(WORK ORDER) According to the wheat article below, which two U.S. field crops ranked ahead of wheat in both planted acreage and gross farm receipts during the 2000s?

(STUDY TEXT)
☆ ☆ ☆ ☆

Monday, September 27, 2010

A Closer Look at Wheat

Sometime over the last few years I read a series of market analysis books that dealt with inter-market analysis and cyclical analysis. These books look at markets from a relationship perspective. For example, because most commodities are priced in dollars, the dollar and commodities usually have an inverse relationship: when the dollar rises commodities priced in dollars fall. Another example is the recent inter-relationship between the stock and bond markets; as the bond market has rallied it has taken money from the stock market.

Inter-market analysis stresses the importance of four markets: equities, capital markets (the bond markets) futures (commodities) and currencies. This week, I'm going to take an in-depth look at some of the commodity markets, providing some basic information on the big commodities.

From the USDA:

The United States is a major wheat-producing country, with output typically exceeded only by China, the European Union, and India. During the 2000s, wheat ranked third among U.S. field crops in both planted acreage and gross farm receipts, behind corn and soybeans.

☆ ☆ ☆ ☆

(SUPPLIED RECORDS)
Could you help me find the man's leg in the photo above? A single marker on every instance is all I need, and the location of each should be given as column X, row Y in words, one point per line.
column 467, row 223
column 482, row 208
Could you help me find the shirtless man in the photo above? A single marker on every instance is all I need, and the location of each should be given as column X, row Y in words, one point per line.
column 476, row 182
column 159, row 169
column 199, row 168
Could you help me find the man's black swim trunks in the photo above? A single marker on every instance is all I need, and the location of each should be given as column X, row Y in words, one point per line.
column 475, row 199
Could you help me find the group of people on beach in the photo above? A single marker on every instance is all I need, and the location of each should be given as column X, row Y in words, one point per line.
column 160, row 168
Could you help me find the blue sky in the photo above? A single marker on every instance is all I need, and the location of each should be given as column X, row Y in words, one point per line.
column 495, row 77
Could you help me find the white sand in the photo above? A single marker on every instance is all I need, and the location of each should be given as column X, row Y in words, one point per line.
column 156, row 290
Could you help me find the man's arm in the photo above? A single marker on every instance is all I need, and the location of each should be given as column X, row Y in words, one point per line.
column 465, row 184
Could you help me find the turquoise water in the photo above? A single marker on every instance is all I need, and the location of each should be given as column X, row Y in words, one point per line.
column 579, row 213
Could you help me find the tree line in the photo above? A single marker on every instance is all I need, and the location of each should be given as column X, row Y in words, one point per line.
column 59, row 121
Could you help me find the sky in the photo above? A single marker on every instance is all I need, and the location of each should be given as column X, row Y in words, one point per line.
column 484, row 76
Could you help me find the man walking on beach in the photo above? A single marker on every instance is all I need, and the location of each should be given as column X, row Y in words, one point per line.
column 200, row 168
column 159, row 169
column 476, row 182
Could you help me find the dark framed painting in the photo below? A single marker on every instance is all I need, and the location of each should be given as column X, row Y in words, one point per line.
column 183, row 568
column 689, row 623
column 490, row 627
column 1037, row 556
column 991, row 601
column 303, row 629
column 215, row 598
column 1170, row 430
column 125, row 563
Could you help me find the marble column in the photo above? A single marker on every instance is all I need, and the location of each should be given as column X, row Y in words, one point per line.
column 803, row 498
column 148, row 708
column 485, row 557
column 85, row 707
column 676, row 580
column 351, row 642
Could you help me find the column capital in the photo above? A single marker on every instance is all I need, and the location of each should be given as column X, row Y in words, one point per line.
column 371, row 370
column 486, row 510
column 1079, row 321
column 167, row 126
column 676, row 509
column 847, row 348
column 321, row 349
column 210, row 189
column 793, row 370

☆ ☆ ☆ ☆

(ANSWER SPACE) Corn and soybeans.